# Task to carry out
Where the string "table" occurs in a line of the entries below, copy that line.

Natural language region descriptions
==*==

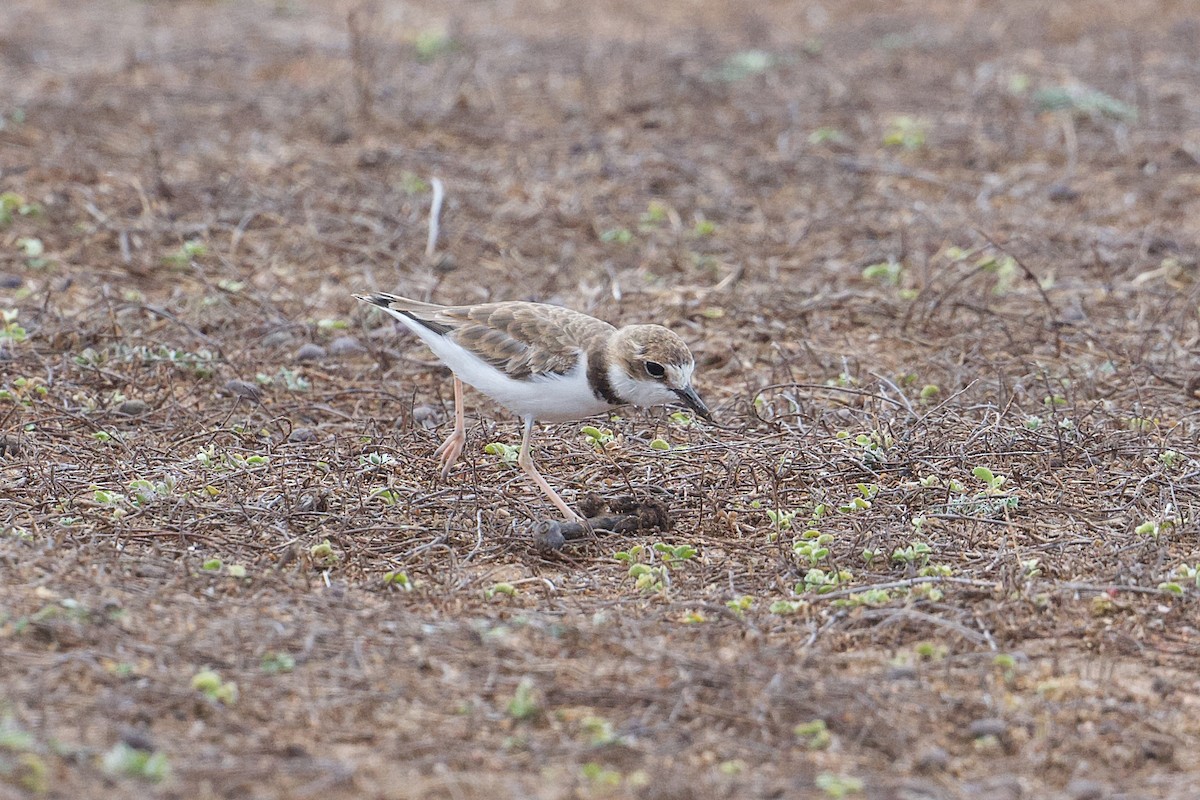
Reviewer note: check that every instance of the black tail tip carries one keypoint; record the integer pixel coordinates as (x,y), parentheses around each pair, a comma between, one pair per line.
(375,299)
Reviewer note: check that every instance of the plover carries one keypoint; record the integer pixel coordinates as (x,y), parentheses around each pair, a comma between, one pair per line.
(546,362)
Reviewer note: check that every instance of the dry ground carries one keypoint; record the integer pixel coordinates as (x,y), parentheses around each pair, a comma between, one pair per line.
(907,240)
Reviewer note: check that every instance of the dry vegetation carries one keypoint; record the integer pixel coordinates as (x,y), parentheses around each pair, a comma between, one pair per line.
(939,265)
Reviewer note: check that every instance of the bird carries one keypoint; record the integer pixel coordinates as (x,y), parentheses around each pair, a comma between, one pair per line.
(546,362)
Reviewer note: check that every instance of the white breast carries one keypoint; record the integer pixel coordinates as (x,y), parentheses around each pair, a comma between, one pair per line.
(551,398)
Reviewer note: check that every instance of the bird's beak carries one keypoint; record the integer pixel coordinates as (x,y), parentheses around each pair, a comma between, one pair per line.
(691,400)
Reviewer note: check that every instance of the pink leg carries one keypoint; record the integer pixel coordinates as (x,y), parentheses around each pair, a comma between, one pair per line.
(526,462)
(448,453)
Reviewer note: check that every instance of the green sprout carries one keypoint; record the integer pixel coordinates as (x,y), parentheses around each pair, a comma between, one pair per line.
(323,554)
(839,786)
(189,251)
(276,663)
(133,762)
(502,588)
(523,704)
(906,132)
(595,437)
(209,683)
(399,579)
(10,330)
(814,734)
(507,453)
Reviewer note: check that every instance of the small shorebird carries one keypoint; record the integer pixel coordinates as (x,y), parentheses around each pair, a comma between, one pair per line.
(546,362)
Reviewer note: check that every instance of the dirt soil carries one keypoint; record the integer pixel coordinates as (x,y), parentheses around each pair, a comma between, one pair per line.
(939,266)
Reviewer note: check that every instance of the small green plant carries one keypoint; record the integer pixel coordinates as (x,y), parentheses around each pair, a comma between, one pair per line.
(886,272)
(600,732)
(209,683)
(13,205)
(523,704)
(651,566)
(11,332)
(504,589)
(655,216)
(507,453)
(906,132)
(412,184)
(787,607)
(869,597)
(323,554)
(375,459)
(143,492)
(385,495)
(739,606)
(1155,528)
(867,492)
(595,437)
(124,761)
(839,786)
(815,734)
(993,482)
(683,419)
(430,44)
(822,581)
(190,250)
(915,554)
(780,521)
(328,325)
(813,546)
(600,775)
(930,650)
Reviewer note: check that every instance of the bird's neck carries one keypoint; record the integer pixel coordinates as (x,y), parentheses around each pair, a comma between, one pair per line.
(600,371)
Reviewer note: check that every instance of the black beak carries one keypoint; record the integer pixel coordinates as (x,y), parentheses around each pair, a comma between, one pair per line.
(691,400)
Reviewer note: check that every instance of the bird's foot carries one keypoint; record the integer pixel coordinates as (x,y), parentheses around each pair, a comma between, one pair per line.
(449,451)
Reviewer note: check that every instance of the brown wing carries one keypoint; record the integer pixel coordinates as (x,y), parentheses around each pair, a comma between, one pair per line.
(521,338)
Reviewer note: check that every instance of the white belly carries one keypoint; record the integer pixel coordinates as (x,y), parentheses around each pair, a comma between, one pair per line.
(551,398)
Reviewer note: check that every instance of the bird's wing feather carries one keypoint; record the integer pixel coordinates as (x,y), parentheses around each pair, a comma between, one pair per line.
(521,338)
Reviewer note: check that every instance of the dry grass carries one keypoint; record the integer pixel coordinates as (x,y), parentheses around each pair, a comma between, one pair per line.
(190,391)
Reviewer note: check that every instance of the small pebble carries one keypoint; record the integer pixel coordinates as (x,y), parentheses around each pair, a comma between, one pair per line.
(9,446)
(310,352)
(1062,193)
(426,416)
(931,759)
(277,338)
(988,727)
(547,535)
(1083,789)
(312,503)
(133,408)
(345,346)
(243,389)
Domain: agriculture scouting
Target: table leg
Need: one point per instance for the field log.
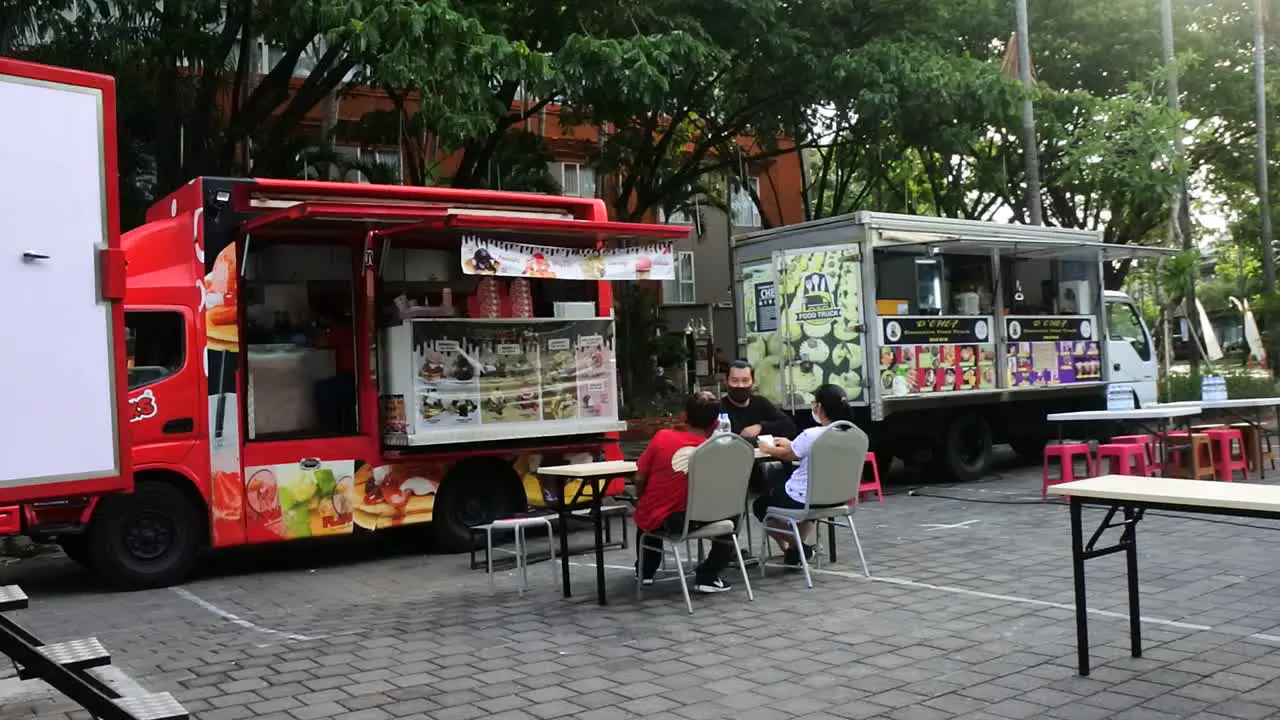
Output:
(1130, 540)
(1082, 618)
(598, 522)
(565, 524)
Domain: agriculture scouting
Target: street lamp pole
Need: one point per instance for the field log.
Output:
(1260, 87)
(1031, 144)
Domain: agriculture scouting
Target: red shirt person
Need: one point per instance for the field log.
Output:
(662, 481)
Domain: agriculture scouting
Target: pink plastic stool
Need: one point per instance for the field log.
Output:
(1125, 459)
(1146, 441)
(873, 484)
(1225, 461)
(1065, 454)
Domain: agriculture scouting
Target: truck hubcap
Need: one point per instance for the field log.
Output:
(147, 537)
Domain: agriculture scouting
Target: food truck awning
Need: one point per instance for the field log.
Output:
(910, 233)
(389, 219)
(1027, 249)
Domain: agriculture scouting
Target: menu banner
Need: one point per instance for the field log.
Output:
(485, 256)
(1051, 328)
(935, 329)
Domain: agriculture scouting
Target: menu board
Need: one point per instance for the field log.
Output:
(819, 294)
(1052, 350)
(918, 369)
(496, 376)
(760, 328)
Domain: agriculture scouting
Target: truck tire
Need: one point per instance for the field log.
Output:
(145, 540)
(472, 493)
(964, 452)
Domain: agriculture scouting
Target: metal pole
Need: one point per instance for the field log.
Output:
(1260, 63)
(1179, 218)
(1031, 144)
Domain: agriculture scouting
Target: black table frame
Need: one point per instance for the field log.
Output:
(1132, 513)
(1257, 422)
(565, 509)
(1161, 433)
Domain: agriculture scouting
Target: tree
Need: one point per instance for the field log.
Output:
(201, 98)
(714, 73)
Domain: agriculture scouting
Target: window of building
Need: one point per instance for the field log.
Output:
(684, 217)
(300, 342)
(387, 167)
(156, 345)
(575, 178)
(745, 213)
(681, 291)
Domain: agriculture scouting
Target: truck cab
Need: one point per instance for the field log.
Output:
(1130, 346)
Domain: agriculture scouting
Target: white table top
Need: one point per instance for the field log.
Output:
(592, 469)
(1175, 491)
(1153, 413)
(1228, 404)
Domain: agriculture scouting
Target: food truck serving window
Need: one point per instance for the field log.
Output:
(298, 335)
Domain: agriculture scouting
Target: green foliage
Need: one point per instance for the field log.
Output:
(1176, 387)
(648, 345)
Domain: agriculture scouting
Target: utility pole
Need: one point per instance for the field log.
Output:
(1260, 87)
(1031, 144)
(1179, 218)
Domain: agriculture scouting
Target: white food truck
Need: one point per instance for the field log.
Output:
(949, 336)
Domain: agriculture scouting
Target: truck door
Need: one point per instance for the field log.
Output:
(819, 300)
(1132, 355)
(62, 281)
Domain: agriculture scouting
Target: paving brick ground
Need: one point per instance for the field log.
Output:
(968, 615)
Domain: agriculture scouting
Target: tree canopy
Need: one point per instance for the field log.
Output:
(900, 105)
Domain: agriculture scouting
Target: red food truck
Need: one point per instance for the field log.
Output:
(312, 359)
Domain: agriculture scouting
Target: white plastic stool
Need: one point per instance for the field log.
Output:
(517, 525)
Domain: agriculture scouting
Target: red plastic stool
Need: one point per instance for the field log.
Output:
(873, 484)
(1225, 461)
(1065, 454)
(1125, 459)
(1146, 441)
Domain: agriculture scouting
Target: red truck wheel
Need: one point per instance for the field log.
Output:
(145, 540)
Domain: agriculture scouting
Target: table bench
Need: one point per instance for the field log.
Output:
(598, 475)
(1130, 497)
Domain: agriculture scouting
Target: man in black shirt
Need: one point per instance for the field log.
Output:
(753, 417)
(750, 414)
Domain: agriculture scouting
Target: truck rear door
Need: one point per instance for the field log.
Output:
(62, 279)
(819, 306)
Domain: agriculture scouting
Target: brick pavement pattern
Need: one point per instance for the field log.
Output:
(960, 621)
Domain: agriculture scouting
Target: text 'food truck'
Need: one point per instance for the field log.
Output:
(310, 359)
(949, 336)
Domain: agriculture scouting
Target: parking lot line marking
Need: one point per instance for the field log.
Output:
(236, 619)
(904, 582)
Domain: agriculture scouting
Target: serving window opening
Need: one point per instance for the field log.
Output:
(300, 309)
(471, 352)
(480, 324)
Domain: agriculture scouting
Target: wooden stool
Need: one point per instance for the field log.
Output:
(1200, 459)
(1256, 446)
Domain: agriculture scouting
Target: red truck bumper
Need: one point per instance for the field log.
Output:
(10, 519)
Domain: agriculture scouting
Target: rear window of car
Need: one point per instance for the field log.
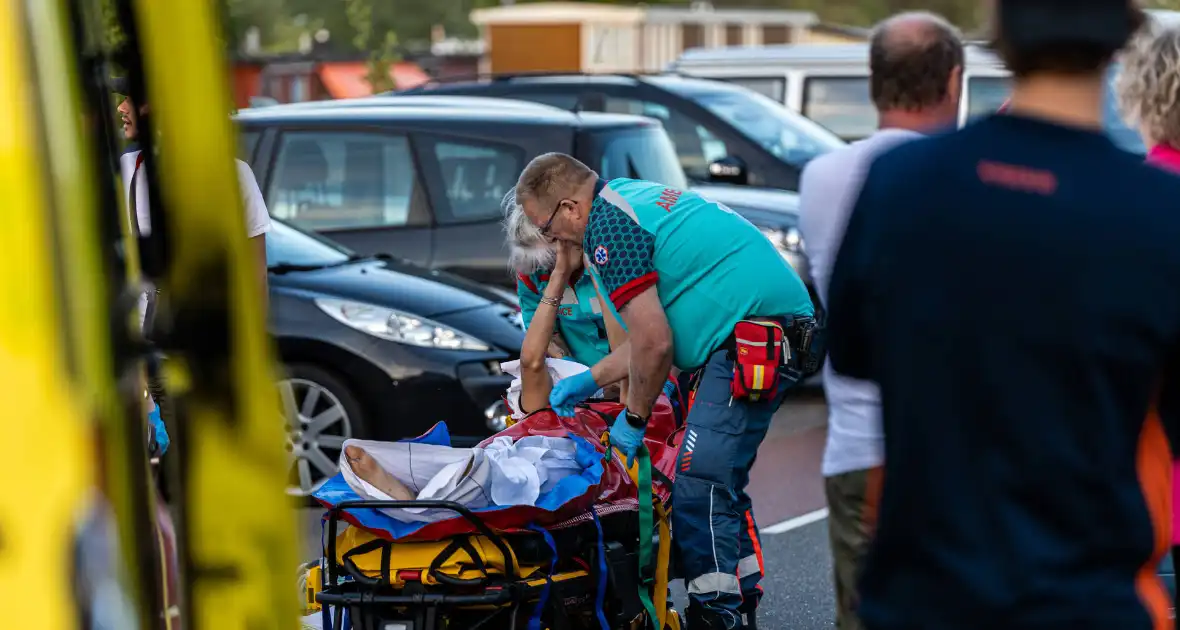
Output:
(841, 104)
(637, 152)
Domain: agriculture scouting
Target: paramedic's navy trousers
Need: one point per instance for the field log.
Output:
(715, 533)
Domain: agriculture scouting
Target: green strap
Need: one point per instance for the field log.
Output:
(647, 531)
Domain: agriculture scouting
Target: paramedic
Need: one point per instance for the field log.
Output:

==*==

# Response to the task
Target: table leg
Target: black table frame
Target: white table top
Target: table bench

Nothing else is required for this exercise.